* ENTRIES SUPPLIED *
--------------------------------

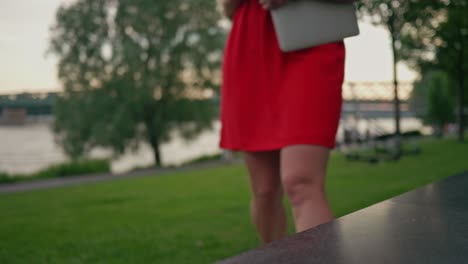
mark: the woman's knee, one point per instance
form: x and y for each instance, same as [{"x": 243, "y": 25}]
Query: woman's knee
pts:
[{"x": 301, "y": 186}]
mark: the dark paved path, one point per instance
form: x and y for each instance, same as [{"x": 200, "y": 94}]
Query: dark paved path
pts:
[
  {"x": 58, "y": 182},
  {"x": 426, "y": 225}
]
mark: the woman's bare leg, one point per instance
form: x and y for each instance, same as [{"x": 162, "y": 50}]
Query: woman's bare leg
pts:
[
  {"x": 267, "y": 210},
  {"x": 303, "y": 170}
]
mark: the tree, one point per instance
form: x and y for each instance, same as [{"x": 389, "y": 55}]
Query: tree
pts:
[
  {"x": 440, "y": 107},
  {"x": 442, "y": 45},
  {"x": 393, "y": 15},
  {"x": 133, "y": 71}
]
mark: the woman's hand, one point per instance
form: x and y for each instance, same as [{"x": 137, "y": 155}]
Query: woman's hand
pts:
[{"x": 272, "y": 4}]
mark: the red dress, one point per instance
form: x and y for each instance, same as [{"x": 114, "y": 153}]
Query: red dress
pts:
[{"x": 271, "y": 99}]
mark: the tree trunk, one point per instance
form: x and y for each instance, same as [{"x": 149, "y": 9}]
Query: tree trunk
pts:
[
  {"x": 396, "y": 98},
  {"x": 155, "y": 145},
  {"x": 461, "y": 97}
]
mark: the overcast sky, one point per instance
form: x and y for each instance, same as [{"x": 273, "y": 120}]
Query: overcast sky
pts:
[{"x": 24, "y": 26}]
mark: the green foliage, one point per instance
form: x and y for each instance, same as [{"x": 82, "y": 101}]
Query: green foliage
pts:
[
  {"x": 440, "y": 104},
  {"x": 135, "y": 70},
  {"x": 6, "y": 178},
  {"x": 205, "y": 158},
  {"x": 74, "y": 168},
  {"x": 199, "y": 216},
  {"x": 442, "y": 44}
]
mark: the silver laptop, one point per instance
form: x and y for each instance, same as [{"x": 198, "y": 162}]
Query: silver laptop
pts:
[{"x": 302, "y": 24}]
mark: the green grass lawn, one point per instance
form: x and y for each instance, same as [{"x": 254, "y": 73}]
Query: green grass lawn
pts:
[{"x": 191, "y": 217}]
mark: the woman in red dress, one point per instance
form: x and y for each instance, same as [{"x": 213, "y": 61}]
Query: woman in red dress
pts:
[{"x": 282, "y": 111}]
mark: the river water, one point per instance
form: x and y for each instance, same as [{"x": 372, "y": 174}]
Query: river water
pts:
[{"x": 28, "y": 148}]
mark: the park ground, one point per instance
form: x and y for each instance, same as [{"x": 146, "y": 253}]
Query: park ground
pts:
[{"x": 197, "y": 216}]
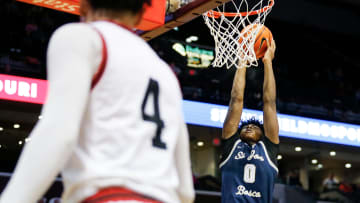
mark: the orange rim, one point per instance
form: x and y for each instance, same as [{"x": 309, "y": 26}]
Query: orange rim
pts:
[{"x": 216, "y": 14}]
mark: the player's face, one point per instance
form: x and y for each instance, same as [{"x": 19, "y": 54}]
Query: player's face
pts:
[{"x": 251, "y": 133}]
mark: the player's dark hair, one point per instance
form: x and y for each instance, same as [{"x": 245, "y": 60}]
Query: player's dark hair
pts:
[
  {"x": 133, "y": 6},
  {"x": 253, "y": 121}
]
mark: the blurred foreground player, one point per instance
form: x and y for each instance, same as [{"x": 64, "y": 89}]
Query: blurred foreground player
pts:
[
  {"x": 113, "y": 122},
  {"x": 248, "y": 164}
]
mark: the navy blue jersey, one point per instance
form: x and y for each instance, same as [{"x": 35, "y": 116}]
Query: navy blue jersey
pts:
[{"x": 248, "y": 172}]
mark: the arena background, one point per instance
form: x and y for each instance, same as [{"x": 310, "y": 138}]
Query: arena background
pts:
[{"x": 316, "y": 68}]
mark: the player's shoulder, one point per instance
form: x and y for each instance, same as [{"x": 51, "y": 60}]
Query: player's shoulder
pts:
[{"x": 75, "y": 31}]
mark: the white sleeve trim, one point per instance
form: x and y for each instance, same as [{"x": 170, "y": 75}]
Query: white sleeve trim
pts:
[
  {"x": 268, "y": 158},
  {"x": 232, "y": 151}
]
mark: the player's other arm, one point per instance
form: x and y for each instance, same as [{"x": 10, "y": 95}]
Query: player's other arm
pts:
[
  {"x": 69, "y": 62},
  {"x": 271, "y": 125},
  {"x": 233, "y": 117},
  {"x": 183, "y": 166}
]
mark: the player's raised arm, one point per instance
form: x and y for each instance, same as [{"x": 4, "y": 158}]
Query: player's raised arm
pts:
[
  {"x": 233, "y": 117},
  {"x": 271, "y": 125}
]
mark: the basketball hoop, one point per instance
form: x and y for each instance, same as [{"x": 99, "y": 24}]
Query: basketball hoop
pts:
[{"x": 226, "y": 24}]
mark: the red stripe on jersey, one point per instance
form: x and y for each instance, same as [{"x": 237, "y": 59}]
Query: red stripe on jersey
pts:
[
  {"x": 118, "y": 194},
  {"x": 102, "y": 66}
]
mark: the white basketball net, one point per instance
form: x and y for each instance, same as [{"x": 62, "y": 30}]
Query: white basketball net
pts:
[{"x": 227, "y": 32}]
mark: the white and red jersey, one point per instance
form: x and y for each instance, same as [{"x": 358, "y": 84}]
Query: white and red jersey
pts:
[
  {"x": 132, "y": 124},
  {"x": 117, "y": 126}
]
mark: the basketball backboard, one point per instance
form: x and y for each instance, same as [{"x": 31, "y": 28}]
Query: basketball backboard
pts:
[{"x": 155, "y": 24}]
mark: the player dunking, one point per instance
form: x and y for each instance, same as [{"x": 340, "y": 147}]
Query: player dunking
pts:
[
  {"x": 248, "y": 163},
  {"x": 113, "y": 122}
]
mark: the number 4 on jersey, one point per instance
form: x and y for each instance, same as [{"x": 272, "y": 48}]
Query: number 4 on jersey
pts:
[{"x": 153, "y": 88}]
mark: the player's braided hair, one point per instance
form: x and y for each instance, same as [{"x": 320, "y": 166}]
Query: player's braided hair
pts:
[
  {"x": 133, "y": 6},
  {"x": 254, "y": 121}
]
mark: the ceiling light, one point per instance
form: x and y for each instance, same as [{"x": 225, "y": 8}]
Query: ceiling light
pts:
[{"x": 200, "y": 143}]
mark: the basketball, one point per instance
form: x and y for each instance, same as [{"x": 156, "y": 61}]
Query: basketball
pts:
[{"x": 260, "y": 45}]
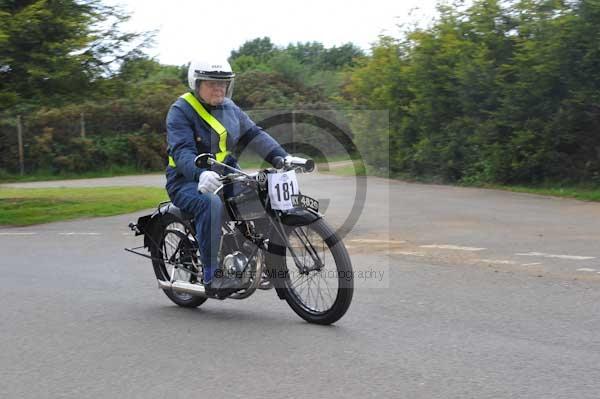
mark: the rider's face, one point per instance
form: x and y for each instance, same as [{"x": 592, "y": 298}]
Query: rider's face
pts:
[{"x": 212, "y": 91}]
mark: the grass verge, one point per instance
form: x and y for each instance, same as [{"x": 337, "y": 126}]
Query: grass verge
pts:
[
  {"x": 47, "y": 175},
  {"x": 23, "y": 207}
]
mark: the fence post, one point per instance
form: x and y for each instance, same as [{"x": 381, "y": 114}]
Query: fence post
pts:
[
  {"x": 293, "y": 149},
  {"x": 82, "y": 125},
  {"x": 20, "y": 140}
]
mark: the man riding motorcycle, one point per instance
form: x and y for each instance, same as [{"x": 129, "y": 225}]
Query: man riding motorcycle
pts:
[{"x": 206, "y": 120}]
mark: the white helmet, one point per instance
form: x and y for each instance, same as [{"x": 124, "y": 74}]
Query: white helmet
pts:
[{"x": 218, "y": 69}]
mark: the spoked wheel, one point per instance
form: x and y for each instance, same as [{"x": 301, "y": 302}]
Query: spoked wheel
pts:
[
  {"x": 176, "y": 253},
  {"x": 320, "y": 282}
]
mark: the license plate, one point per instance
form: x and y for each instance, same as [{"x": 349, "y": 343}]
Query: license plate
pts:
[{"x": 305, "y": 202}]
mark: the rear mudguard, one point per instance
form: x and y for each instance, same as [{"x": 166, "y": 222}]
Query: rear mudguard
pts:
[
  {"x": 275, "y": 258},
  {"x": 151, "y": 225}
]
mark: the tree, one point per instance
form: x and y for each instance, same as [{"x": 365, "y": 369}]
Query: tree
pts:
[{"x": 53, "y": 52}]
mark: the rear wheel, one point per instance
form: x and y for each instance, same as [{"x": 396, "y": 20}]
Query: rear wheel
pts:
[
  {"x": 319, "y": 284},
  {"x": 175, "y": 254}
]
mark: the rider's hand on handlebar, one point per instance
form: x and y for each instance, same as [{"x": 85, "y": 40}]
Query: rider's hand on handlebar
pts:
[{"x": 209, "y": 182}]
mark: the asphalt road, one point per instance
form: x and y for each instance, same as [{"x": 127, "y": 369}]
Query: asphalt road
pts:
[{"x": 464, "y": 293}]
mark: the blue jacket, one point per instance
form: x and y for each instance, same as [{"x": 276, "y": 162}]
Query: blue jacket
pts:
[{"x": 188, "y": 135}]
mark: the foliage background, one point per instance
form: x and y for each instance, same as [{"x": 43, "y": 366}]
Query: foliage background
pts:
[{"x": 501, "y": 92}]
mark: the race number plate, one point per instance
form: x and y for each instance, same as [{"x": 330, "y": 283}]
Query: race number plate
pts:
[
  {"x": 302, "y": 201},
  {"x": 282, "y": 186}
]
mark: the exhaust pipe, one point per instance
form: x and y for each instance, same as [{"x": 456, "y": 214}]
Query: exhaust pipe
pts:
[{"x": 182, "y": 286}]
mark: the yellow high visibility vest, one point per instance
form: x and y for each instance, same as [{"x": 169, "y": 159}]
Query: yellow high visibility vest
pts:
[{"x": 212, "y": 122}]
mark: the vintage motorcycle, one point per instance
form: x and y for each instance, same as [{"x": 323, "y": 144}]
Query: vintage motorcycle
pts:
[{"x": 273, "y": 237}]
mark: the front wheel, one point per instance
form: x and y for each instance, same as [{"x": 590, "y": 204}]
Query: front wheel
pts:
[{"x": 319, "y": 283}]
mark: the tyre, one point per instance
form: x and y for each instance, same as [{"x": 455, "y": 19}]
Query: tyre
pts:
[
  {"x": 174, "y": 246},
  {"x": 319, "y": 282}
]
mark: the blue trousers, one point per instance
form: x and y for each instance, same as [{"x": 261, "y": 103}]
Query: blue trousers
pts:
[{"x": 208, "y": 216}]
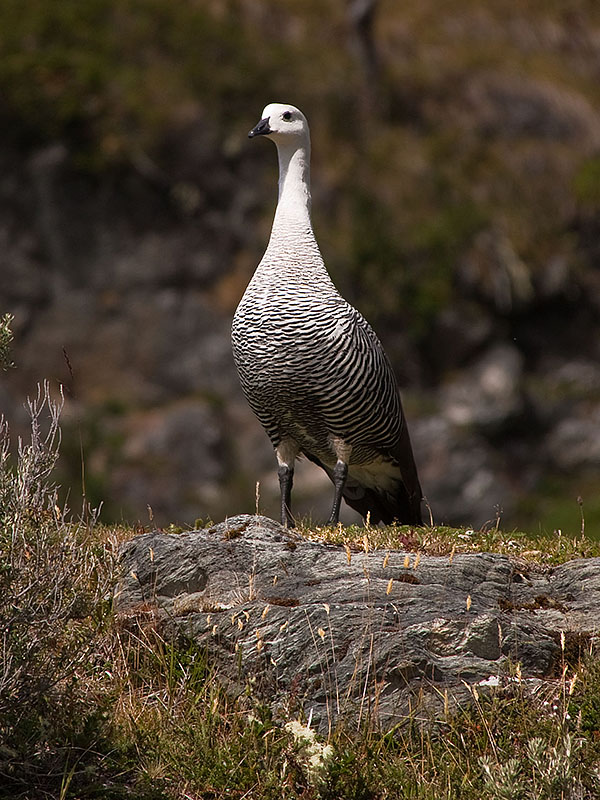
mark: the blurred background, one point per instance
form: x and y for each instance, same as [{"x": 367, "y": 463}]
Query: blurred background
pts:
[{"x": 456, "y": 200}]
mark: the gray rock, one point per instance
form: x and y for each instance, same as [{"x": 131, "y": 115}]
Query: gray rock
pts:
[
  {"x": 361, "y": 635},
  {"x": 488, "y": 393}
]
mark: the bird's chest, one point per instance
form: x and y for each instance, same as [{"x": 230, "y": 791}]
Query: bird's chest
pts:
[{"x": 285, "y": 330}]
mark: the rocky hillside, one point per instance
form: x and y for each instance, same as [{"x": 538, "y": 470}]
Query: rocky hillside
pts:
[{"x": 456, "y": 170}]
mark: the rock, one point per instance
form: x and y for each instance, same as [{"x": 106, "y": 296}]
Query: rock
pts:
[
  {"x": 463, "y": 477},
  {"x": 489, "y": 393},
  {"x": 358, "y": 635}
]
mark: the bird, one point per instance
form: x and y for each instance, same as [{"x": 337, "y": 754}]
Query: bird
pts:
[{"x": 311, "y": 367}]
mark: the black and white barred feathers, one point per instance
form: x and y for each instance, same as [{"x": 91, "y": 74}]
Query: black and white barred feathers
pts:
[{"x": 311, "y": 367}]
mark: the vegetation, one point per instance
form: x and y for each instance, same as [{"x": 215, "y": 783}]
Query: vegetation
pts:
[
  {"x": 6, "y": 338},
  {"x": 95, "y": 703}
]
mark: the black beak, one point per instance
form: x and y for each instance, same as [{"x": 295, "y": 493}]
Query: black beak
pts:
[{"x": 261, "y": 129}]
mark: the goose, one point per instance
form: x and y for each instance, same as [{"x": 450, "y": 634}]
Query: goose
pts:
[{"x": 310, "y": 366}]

--------------------------------

* DIRECTIVE *
The answer consists only of the lines from the one containing "mark: the black and" to the end of the records, each written out exactly.

* TASK RESULT *
mark: the black and white barred feathers, one point per instance
form: x and y for each instance, same as [{"x": 91, "y": 74}]
Query: black and white barred feathers
pts:
[{"x": 311, "y": 367}]
mark: the vegetation, one point per instance
form: x and y for each instance, same as [{"x": 215, "y": 783}]
Query: vegetation
pts:
[
  {"x": 6, "y": 338},
  {"x": 95, "y": 703}
]
mark: the black beak, one point per instance
form: x and y for each instance, same as [{"x": 295, "y": 493}]
Query: black beak
pts:
[{"x": 261, "y": 129}]
mark: the goose, one point per instance
form: x and y for each instance, same as [{"x": 450, "y": 634}]
Query: goose
pts:
[{"x": 310, "y": 366}]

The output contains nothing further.